┏━━

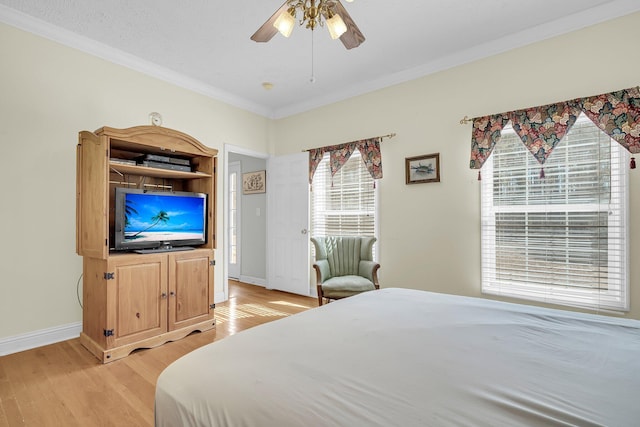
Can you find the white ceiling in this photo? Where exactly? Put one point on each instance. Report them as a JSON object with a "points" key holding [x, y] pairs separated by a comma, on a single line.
{"points": [[204, 45]]}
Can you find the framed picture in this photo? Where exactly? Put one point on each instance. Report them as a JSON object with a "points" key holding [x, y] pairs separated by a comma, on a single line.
{"points": [[254, 182], [421, 169]]}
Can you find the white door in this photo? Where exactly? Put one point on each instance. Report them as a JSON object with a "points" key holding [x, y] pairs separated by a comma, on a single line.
{"points": [[235, 197], [288, 223]]}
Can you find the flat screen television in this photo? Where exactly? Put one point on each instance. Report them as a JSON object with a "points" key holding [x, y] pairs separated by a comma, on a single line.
{"points": [[160, 220]]}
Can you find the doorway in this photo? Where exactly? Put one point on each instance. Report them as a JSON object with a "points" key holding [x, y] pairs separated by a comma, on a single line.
{"points": [[244, 220]]}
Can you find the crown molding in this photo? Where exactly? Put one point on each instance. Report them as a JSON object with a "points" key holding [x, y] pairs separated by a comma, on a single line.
{"points": [[550, 29], [606, 11], [54, 33]]}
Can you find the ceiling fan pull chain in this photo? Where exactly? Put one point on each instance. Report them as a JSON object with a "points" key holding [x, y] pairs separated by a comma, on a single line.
{"points": [[313, 77]]}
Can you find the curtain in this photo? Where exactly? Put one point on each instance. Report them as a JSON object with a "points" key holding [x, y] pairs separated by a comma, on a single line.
{"points": [[541, 128], [339, 154]]}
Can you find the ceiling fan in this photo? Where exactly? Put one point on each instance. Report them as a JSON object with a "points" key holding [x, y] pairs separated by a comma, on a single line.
{"points": [[314, 13]]}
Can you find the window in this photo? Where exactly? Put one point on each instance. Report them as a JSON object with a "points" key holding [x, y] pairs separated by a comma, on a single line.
{"points": [[344, 205], [563, 238]]}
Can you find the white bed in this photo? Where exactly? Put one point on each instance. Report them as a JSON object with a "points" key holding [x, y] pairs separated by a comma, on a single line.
{"points": [[398, 357]]}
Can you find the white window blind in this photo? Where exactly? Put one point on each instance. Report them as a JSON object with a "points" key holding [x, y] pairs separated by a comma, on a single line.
{"points": [[346, 204], [560, 239]]}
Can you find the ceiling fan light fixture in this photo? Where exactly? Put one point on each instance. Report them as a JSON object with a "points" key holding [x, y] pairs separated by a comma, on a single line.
{"points": [[336, 26], [285, 22]]}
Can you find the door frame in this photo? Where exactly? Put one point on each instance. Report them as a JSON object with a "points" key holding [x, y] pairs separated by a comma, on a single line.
{"points": [[237, 167], [229, 148]]}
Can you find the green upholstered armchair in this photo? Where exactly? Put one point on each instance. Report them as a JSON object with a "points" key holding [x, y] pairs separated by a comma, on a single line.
{"points": [[344, 266]]}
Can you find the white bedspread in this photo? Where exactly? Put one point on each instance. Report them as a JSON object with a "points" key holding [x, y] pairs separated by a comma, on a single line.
{"points": [[398, 357]]}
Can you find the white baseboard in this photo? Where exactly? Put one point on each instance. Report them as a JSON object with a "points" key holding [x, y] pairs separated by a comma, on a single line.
{"points": [[39, 338], [253, 280]]}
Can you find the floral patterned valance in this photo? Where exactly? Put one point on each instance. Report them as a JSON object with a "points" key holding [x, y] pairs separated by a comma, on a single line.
{"points": [[339, 154], [541, 128]]}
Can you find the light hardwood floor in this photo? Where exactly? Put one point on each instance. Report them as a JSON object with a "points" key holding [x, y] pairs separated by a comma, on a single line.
{"points": [[64, 385]]}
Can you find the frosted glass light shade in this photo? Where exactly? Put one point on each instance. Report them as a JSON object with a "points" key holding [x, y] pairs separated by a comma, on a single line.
{"points": [[336, 26], [285, 23]]}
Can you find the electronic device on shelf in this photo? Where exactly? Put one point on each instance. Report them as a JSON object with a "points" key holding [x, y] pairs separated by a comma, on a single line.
{"points": [[159, 219], [165, 162]]}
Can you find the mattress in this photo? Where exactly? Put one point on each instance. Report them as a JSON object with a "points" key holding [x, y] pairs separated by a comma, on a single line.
{"points": [[400, 357]]}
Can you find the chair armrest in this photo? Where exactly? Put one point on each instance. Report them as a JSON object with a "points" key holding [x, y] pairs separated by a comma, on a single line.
{"points": [[322, 270], [369, 269]]}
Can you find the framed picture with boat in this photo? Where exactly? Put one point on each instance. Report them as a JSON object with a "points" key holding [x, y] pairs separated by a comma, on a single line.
{"points": [[421, 169]]}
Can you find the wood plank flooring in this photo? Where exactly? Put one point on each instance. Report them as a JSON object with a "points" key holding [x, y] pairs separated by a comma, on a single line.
{"points": [[64, 385]]}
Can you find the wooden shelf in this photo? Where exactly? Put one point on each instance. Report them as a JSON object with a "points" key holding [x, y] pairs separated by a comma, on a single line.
{"points": [[155, 172]]}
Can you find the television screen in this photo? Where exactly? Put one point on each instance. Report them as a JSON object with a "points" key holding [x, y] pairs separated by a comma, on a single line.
{"points": [[149, 219]]}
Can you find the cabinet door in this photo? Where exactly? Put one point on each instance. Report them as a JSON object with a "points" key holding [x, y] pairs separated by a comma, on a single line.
{"points": [[190, 288], [137, 298]]}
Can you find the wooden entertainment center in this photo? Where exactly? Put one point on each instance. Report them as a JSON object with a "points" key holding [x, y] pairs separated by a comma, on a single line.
{"points": [[133, 300]]}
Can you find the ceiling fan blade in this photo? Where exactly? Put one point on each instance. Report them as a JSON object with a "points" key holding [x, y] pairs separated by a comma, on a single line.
{"points": [[267, 31], [352, 37]]}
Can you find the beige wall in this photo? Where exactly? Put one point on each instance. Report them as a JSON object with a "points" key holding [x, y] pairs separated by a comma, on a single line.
{"points": [[49, 92], [429, 233]]}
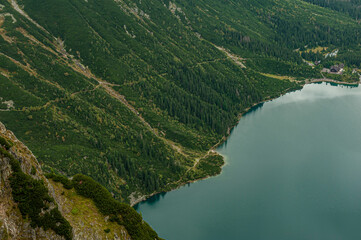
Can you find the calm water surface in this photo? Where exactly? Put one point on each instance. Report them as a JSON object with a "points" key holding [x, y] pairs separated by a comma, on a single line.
{"points": [[293, 171]]}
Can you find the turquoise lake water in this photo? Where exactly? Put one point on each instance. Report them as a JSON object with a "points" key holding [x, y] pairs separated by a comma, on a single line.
{"points": [[293, 171]]}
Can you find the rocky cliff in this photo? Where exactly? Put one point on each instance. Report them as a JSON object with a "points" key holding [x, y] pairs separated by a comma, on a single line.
{"points": [[85, 219]]}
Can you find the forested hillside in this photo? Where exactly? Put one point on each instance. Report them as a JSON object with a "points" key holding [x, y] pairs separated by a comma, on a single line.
{"points": [[136, 93]]}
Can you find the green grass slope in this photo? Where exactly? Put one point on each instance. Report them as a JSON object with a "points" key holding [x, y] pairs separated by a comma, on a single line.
{"points": [[135, 93]]}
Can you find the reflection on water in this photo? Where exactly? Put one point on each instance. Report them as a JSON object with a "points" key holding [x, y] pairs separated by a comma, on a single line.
{"points": [[293, 172]]}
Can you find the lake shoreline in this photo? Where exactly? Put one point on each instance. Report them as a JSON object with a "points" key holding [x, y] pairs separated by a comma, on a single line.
{"points": [[142, 198]]}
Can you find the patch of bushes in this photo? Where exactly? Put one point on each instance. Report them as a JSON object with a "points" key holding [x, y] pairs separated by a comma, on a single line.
{"points": [[34, 201], [5, 143], [121, 213], [67, 184]]}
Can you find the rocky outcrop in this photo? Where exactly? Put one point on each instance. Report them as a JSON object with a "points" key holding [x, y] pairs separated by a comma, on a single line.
{"points": [[87, 222], [12, 224]]}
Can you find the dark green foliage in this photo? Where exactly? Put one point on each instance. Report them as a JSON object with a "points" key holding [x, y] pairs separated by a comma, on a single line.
{"points": [[167, 66], [33, 198], [119, 212], [67, 184], [5, 143], [33, 170]]}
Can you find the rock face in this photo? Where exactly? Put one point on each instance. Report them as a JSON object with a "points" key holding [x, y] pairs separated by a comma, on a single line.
{"points": [[86, 221]]}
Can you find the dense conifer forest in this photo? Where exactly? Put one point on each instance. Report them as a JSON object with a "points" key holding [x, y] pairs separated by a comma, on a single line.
{"points": [[136, 93]]}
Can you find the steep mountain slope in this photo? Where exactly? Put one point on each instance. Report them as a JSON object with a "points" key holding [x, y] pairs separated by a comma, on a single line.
{"points": [[135, 93], [33, 207]]}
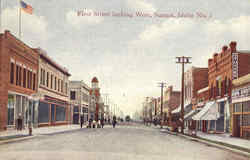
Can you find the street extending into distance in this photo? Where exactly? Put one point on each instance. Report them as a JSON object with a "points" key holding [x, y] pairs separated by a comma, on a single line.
{"points": [[127, 142]]}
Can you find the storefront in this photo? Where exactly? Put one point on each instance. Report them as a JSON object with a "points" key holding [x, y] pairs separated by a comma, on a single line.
{"points": [[22, 107], [52, 111], [207, 118], [241, 107]]}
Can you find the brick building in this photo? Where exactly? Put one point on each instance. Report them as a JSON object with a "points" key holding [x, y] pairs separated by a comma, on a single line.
{"points": [[53, 81], [195, 79], [240, 119], [79, 100], [171, 101], [224, 67], [95, 106], [18, 77]]}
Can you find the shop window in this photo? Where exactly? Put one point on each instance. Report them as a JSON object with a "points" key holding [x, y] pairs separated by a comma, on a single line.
{"points": [[66, 88], [43, 112], [11, 106], [237, 107], [30, 80], [12, 65], [34, 81], [17, 74], [20, 77], [53, 112], [51, 81], [246, 106], [41, 76], [55, 83], [62, 86], [59, 86], [72, 95], [246, 120], [60, 113], [47, 79], [24, 78]]}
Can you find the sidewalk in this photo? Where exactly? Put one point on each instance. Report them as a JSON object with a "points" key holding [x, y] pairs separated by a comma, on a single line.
{"points": [[226, 138], [11, 135], [224, 141]]}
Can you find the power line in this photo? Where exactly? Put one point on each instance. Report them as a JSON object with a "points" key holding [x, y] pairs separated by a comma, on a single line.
{"points": [[162, 85], [182, 60]]}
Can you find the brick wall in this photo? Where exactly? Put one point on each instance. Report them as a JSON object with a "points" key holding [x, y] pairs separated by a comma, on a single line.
{"points": [[12, 48]]}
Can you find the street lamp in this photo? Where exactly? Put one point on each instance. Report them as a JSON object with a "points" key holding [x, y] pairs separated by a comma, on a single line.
{"points": [[182, 60]]}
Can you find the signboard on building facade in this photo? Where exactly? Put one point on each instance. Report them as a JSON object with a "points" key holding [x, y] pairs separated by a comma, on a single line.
{"points": [[234, 66]]}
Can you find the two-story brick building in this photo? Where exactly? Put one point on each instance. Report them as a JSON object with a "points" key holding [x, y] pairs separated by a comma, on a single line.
{"points": [[18, 77], [240, 108], [171, 101], [79, 100], [53, 81], [195, 79], [224, 67]]}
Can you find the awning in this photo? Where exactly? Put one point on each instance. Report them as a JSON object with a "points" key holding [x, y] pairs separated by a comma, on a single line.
{"points": [[177, 110], [190, 114], [208, 112]]}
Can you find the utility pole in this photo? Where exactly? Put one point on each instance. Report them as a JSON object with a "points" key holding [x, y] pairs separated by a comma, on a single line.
{"points": [[182, 60], [106, 103], [162, 85]]}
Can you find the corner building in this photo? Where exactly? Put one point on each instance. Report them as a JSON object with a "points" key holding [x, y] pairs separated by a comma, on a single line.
{"points": [[223, 68], [54, 104], [18, 81]]}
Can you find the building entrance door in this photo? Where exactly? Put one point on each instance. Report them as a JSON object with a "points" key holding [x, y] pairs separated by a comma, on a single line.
{"points": [[236, 128], [76, 115], [11, 111]]}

┗━━

◆ Set problem: Copy each line exactly, from the line containing "Can you find the utility" down to the last line of the material, and no other lines.

◆ Task output:
Can you find the utility pole in this photo? Where exactly? Put one point on each instance. Report them as a JSON object with a "points" key holding [x, y] pairs separated by a comma, on a single line.
{"points": [[182, 60], [106, 103], [162, 85]]}
Can you find the corner building in this photo? Where exactly? Put one point on each instance. Report them as a JSON object with a "points" key holding [x, y] pairs separated by a comma, on a single line.
{"points": [[223, 68], [54, 104], [18, 81]]}
Can you find the building entrance door in this photo? Where exactly? Put one point on each instance. Report them as a JSON object with a "points" key holding [x, y] pairs separated by a comma, on a single line.
{"points": [[236, 128], [76, 115], [11, 111]]}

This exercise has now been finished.